#### [Directive]
Copy out the following entries word for word, all of them.

==== Record extracts

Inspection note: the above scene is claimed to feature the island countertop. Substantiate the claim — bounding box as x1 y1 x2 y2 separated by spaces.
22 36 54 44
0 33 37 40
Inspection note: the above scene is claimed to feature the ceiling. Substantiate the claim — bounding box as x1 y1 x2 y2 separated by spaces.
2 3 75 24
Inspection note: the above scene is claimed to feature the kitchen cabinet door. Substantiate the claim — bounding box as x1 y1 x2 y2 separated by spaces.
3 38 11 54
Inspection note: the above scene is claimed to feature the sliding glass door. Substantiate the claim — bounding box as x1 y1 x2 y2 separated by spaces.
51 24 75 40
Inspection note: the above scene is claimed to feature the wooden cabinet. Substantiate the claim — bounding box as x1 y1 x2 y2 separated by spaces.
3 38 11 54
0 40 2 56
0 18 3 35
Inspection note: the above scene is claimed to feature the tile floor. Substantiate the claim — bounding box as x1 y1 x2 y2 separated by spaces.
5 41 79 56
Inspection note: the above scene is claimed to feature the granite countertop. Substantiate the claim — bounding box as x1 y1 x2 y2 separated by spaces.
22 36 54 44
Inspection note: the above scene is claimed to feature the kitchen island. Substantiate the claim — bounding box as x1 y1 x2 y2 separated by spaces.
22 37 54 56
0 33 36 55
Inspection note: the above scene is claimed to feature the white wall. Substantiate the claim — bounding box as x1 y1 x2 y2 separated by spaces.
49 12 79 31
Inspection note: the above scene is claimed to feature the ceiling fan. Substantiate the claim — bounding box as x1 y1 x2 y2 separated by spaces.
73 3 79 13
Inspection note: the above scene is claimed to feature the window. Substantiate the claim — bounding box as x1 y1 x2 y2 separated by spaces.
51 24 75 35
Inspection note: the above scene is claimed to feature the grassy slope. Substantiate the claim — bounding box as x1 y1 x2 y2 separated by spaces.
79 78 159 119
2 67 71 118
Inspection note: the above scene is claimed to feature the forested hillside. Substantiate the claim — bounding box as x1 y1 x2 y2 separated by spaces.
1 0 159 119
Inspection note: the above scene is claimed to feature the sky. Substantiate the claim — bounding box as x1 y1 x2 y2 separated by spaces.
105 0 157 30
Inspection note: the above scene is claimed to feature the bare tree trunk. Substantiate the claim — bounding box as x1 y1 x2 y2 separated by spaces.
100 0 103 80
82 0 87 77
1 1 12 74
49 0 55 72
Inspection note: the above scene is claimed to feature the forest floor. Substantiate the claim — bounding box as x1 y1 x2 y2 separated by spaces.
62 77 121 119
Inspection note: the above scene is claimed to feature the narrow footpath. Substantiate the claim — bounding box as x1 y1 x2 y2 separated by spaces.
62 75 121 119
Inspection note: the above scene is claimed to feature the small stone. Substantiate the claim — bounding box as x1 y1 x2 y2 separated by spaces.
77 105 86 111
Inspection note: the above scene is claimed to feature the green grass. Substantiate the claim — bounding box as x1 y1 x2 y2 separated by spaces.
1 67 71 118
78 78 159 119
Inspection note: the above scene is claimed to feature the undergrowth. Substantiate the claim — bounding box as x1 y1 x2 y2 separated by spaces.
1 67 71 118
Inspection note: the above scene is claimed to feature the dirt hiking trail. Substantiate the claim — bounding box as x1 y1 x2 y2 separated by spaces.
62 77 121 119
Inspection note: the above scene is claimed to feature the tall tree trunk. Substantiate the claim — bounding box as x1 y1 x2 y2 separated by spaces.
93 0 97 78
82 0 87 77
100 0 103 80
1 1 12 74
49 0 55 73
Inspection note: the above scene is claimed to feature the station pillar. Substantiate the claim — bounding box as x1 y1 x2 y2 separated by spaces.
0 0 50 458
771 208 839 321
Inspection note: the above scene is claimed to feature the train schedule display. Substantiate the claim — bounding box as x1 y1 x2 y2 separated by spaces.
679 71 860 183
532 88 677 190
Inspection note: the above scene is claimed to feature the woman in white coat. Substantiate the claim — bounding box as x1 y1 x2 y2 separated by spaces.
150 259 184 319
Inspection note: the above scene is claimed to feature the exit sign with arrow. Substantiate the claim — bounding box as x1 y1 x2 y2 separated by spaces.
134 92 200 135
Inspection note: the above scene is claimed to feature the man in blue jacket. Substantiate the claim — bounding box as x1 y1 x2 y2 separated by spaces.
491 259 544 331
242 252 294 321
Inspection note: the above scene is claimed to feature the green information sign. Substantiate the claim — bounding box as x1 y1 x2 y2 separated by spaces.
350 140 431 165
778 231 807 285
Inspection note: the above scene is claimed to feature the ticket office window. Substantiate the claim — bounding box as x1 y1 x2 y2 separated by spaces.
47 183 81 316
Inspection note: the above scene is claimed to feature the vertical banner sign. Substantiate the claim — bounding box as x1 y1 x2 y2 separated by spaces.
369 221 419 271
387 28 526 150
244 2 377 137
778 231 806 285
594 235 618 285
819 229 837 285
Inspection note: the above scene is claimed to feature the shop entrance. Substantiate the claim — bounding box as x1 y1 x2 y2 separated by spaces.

========

#### [Solution]
Inspection note: the above scene is claimed to feature the island countertop. Substantiate the claim — bounding box as x1 y1 x2 y2 separated by spaces.
22 36 54 44
0 33 37 40
Inspection note: the above scene is claimed to feature the ceiling. Substantiate the claim — bounding box as x1 y1 x2 y2 separated by spaces.
2 3 75 24
Inspection note: the above scene is claimed to feature the kitchen cabinet door. Substantiate the claim — bounding box as x1 y1 x2 y2 separated by spaces.
3 38 11 54
Inspection note: the above scene is claimed to feature the sliding glass door. Substantiate the claim — bounding box as x1 y1 x2 y2 separated by spaces.
51 24 75 40
Inspection note: the above scene is claimed to feature the wooden cabinet. Substantiate the claim — bounding box as x1 y1 x2 y2 separated by spaces.
3 38 11 54
0 40 2 56
0 18 3 35
Inspection note: the above scene is claimed to feature the tile floor. Substantiate the claim — bounding box as x1 y1 x2 y2 separated by spaces.
5 41 79 56
Inspection note: the above scene is claimed to feature the granite countertop. Substantiate the claim — bounding box as x1 y1 x2 y2 separated by spaces.
22 36 54 44
Inspection note: the above scene is claimed to feature the kitchen island. Substantiate the claim — bounding box as x1 y1 x2 y2 separated by spaces.
22 37 54 56
0 33 36 55
Inspection note: the above scene is claimed to feature the white wall. Substantiate the claim — bounding box as x1 y1 x2 y2 separated by spaces.
49 12 79 31
Inspection note: the above scene is claimed to feature the ceiling fan. Substantiate the claim — bounding box as x1 y1 x2 y2 separated by spaces.
73 3 79 13
Inspection note: the above scene is claimed to feature the window. Substantiate the claim — bounding box as x1 y1 x2 y2 separated by spaces.
51 24 75 35
Inspection note: the above scene is claimed to feature the grassy slope. Substantiate the claim — bounding box as x1 y1 x2 y2 separated by spaces.
79 78 159 119
2 67 71 118
Inspection note: the above scene is claimed to feature the forested hillside. Substantiate the claim — bounding box as x1 y1 x2 y2 separated by spaces.
1 0 159 119
Inspection note: the above scene is claimed to feature the sky. Substantiate the claim — bounding box as x1 y1 x2 y2 separated by spaces.
105 0 157 30
Inspection note: the above scene is claimed to feature the bare tree trunk. Substantiate the claim — bounding box as x1 y1 x2 y2 separated by spaces.
100 0 103 80
82 0 87 77
1 1 12 74
49 0 55 72
Inspection note: the above scene is claimed to feature the forest floor. Substantiate the claim — bounding box as x1 y1 x2 y2 separated by spaces.
62 77 121 119
Inspection note: the above scene is claimed to feature the narrow footpath. Substantiate the claim — bounding box as x1 y1 x2 y2 separated by spaces.
62 75 121 119
Inspection note: the above scene is claimed to feature the small stone. Substantiate the claim — bounding box as x1 y1 x2 y2 separated by spaces.
77 105 86 111
Inspection note: the above scene is claimed to feature the green grass. Substantiate the claim — bounding box as x1 y1 x2 y2 separated by spaces.
1 67 71 118
78 78 159 119
Inspection note: the above scene is claimed to feature the undergrowth. Substantiate the claim — bounding box as x1 y1 x2 y2 separated by spaces.
1 67 71 118
Inspection note: the above scene is claimed to feature the dirt hiking trail. Substantiate the claim — bounding box as x1 y1 x2 y2 separated by spaces.
62 77 121 119
Inspection note: the above scene is claimed to feature the tall tree trunk. Substantiate the claim — bounding box as x1 y1 x2 y2 separated by spaces.
93 0 97 78
82 0 87 77
100 0 103 80
1 1 12 74
49 0 55 73
Inspection note: the above scene is claimed to feature the station pillar. Substantiate the claim — bounding box as x1 y1 x2 y2 separated by spaces.
0 0 50 458
771 208 839 321
Inspection note: the above scene is claimed to feature the train schedule display. Substantiate the claim — bounding box as x1 y1 x2 y2 separated by spaces.
679 71 860 183
532 88 677 190
Inspection note: the above scene is claimed to feature the woman in white coat. Substantiate the claim — bounding box as x1 y1 x2 y2 separated by spaces.
150 259 184 319
Inspection note: the above scene is claimed to feature the exit sign with arrow. Substantiate the claim — bounding box as x1 y1 x2 y2 separated by spaces.
134 92 200 135
Inspection note: the above scene is claimed to feature the man in blue jacket. Substantiate the claim — bounding box as x1 y1 x2 y2 separated by spaces.
491 259 544 331
242 252 294 321
Inspection note: the above scene is claimed to feature the green information sign. Substantiate the claim — bounding box as x1 y1 x2 y2 separated by spaces.
350 140 431 165
778 231 807 285
Inspection note: the above scene is claimed to feature the ticket office window. Substantiate the claim — bounding box as x1 y1 x2 y2 separated by spaces.
47 183 81 316
Inspection note: the above scene is claimed to feature the vertical banner sign. Substantiate the claim — bounding box as x1 y1 x2 y2 separated by spaces.
369 221 419 271
387 28 526 150
244 2 377 137
778 231 806 285
594 235 618 285
819 229 837 285
Inspection note: the above scene is claimed to feature the shop entrance. Substantiate the claim — bounding box as x1 y1 x2 y2 separated by spaces.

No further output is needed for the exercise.